Gameplay begins in The Citadel, a tranquil and safe game area. Image courtesy of Pixelcraft.

There’s a few ways the Gotchiverse can be played, but one of them is a Pac-Man reminiscent style race to pick up valuable stuff that’s lying around. That stuff corresponds to real ERC-20 assets, so it’s really important that if one Aavegotchi beats another to a particular asset, there’s no confusion about who got it for players.

“I think other teams and other projects will definitely benefit from the stuff we’re trying to pioneer here,” Johnson said.

The Gotchiverse will release four new in-game assets into the world, known collectively as Alchemica. The four assets are called FUD, FOMO, ALPHA and KEK, listed from the most rare to the least rare. These will all correspond to real tokens that can be used on Ethereum or Polygon (Aavegotchi mostly runs on Polygon, due to scaling issues on Ethereum’s mainnet).

Useful Tools

Another level of the game will be to own territory in the gamer and steward it well, using those in-game assets to craft or buy useful tools for managing the land.

When crafting occurs, the tokens spent largely get recycled back into the larger Gotchiverse economy (including paying Pixelcraft and the AavegotchiDAO), though 5% get burned).

This resource management game, Johnson said, will probably be the one with the most depth for people who really enjoy gaming, at least early on.

A final level of the game will be social, where players mobilize each other to entice the game to rain down assets. The more Aavegotchi get mobilized at once in one of these rituals, the bigger the rewards will be.

This was really devised with gaming guilds in mind. It’s a way they can all band together and have an experience where the whole is greater than the sum of its parts.

A player moves collected tokens off the game to Polygon for sale. Image courtesy of Pixelcraft.

Beyond that, the Gotchiverse can also be used as a general purpose metaverse, Johnson said, like Second Life or CryptoVoxels, where players can just hang out and interact with each other.

Here in the early days, the game is going to be very mellow and safe for players. It all starts in what’s called The Citaadel, which is an Aavegotchi only zone (somewhat reminiscent of the high security Empire regions in EVE Online). When the lands outside The Citaadel open up, there will be more bountiful territory on which to harvest tokens, but there will also be dangers out there.

An enemy of the Aavegotchi, Lickquidators, roam on the outer lands. In fact, players will be able to participate as the arch enemy, who can be seen at the end of the trailer.

One of the biggest themes in play-to-earn gaming has been the ability for players who own NFTs that allow them to access the game to lend them to other players, in exchange for a bit of whatever they earn. In Axie Infinity, these are called “scholarshhips,” but really it’s just a rental program.

It’s like someone who owns a taxicab with a medallion that gives it the right to pick up passengers renting it to a driver who has time to drive.

To play in the Gotchiverse, a player will need an Aavegotchi, and much like the NFTs that allow players access to Axie Infinity, Axies, the most basic Aavegotchi costs about $1000 in the game’s native token, GHST. That’s more than most players can afford.

§ **MATERIAL**:
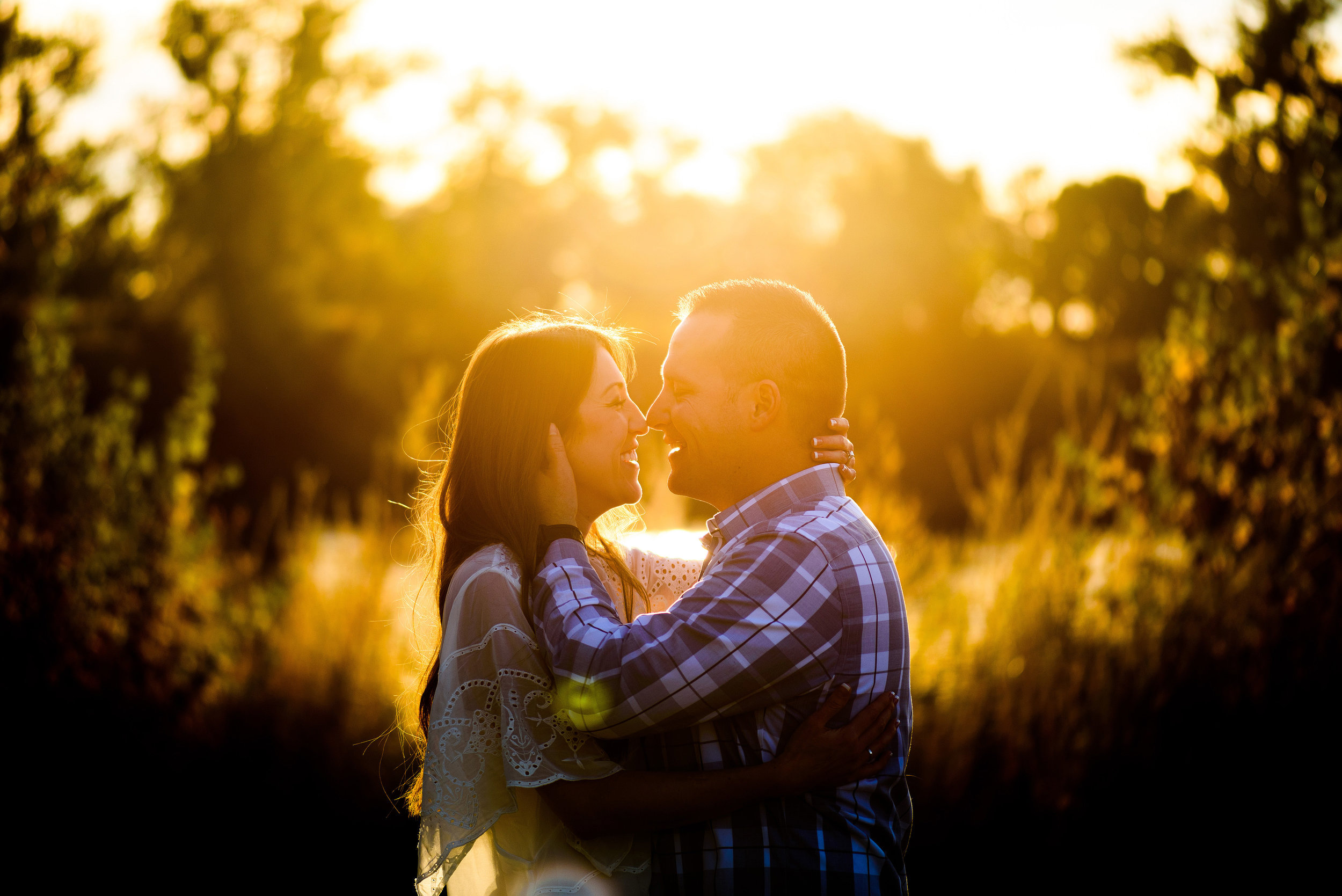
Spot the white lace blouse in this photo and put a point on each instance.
---
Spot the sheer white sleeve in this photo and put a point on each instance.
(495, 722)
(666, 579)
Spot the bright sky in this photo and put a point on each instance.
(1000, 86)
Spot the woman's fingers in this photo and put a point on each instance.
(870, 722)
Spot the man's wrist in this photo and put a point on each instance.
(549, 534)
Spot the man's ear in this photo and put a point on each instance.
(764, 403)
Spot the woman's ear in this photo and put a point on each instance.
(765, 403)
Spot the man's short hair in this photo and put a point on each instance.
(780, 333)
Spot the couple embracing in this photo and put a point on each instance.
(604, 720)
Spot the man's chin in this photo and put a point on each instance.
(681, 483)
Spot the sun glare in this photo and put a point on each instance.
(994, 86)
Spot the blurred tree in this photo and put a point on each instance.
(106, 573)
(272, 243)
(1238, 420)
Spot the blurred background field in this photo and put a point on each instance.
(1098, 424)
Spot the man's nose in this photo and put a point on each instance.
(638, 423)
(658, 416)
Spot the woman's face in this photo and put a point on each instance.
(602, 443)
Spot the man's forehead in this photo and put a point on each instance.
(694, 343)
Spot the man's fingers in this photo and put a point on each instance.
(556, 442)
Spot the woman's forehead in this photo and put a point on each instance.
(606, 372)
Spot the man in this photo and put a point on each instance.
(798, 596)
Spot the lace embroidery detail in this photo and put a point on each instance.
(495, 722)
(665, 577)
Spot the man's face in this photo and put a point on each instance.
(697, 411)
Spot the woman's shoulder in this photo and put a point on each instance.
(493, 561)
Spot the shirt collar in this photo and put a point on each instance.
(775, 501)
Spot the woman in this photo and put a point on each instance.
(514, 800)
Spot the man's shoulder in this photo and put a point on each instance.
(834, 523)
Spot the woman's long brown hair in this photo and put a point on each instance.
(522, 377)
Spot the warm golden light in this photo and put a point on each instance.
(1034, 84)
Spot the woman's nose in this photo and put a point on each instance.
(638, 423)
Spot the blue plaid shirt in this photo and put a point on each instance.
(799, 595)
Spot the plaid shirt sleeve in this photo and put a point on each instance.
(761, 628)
---
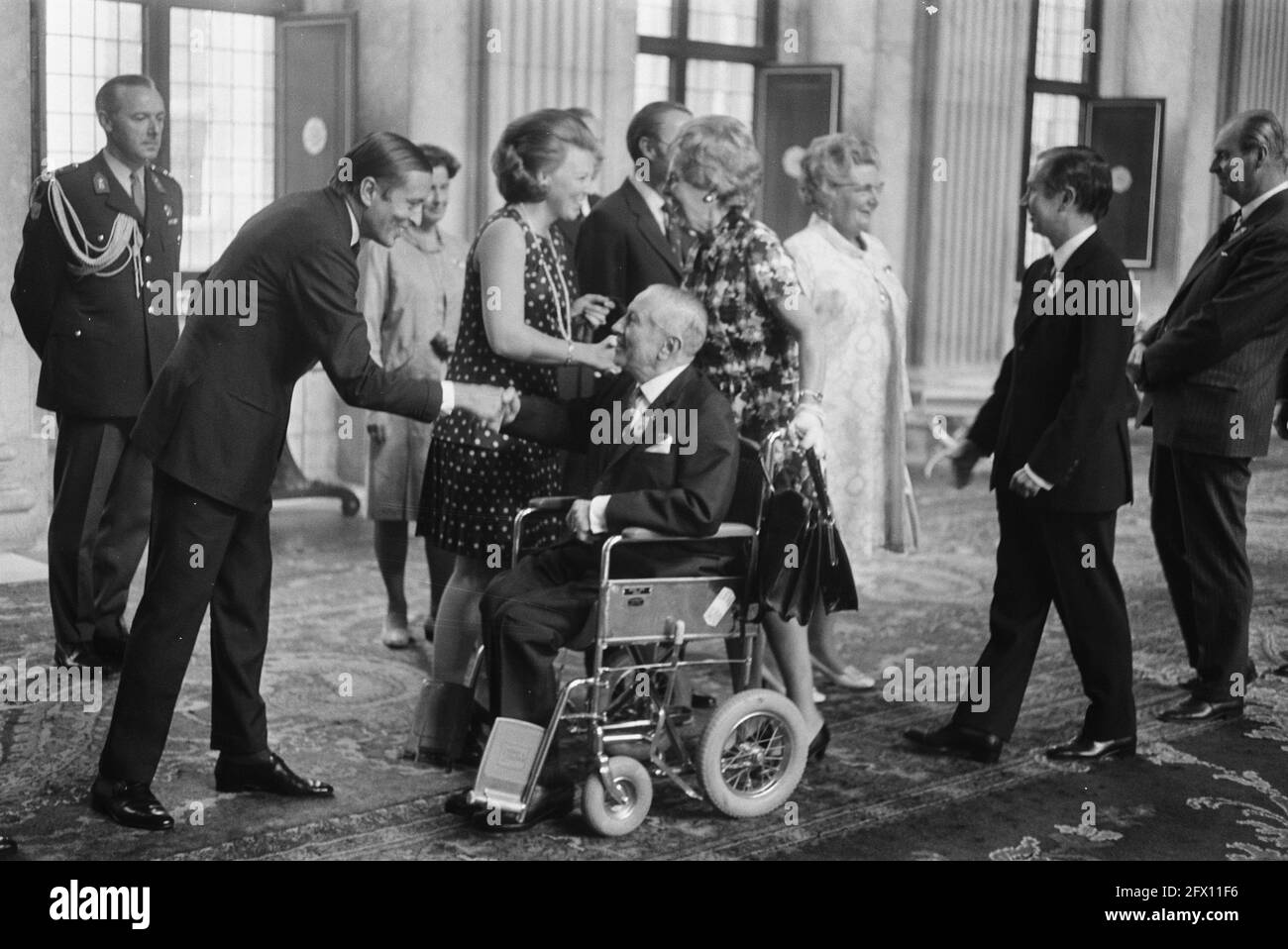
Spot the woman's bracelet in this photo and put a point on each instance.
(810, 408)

§ **PROBLEMS AND TASKS**:
a) Answer these from the Gotchiverse text, one answer per line, marked to match:
(i) Which four Alchemica assets will the game release, ordered from most to least rare?
(ii) What share of the tokens spent during crafting gets burned?
(iii) What does the most basic Aavegotchi cost, and in which token?
b) Carry the Gotchiverse article forward with new paragraphs that pick up right after its final sentence.
The lines that come after the text and the three blocks can be set aside; none of the work relies on them.

§ **EXPECTED ANSWERS**:
a)
(i) FUD, FOMO, ALPHA and KEK
(ii) 5%
(iii) About $1000, in GHST

b)
Rental System

The Gotchiverse has a much more refined rental system designed, so that players can pick and choose what kind of deal they want and owners have really fine control over getting their Aavegotchi back when they want it.

So rentals can shift the amount that the player gets to keep, the time they can hold and other variables.

This sounds nice but of course with resources popping up on the surface all the time, it’s easy to imagine that there might be a lot of players just renting Aavegotchi and grinding away in very boring ways to simply gather as much loot as they can in a way that’s not so much about fun as getting by.

“One of the biggest concerns developing a web3 game,” Johnson said, ” is that you have to have healthy ladders.”

In-game chat box. Image courtesy of Pixelcraft.

In other words, there needs to be a way in which a player might be able to start out renting and eventually own. In the Gotchiverse, they can own Aavegotchis, but they can also own land. Land also produces resources.

By creating more nuance around the kinds of deals that players and owners can strike, Johnson hopes there will be more deals that are more generous to players out there, who will be able to steward some of their earnings and eventually become owners.

Funding and business model

Aavegotchi has always been inextricably linked to DeFi. Every Aavegotchi has some amount of Aave’s a-tokens inside it, and those tokens give it unique properties both in its original gameplay and in the Gotchiverse. In that way, Aavegotchi are like savings accounts. Its token deposit keeps the character alive, and Aavegotchi can only withdraw it by sacrificing the tokens inside. It’s rarely worthwhile to do so on the value of the token alone, but these Aave tokens keep growing in value, so one day? Who knows.

That connection with the Aave platform is one of the reasons its founder, Stani Kulechov, is one of relatively few traditional investors who have backed Aavegotchi. The project has largely eschewed venture fundraising, outside of a small friends and family round early on.

Otherwise, Pixelcraft has been able to get by on other streams of revenue. It has a small drip of DAI from the bonding curve that generates the GHST token. It also shares in revenue that the platform earns, along with the AavegotchiDAO, whose treasury currently sits at a bit over $5.8M, according to Open-Orgs.

“We’re in a very good position where we have plenty of runway,” Johnson said.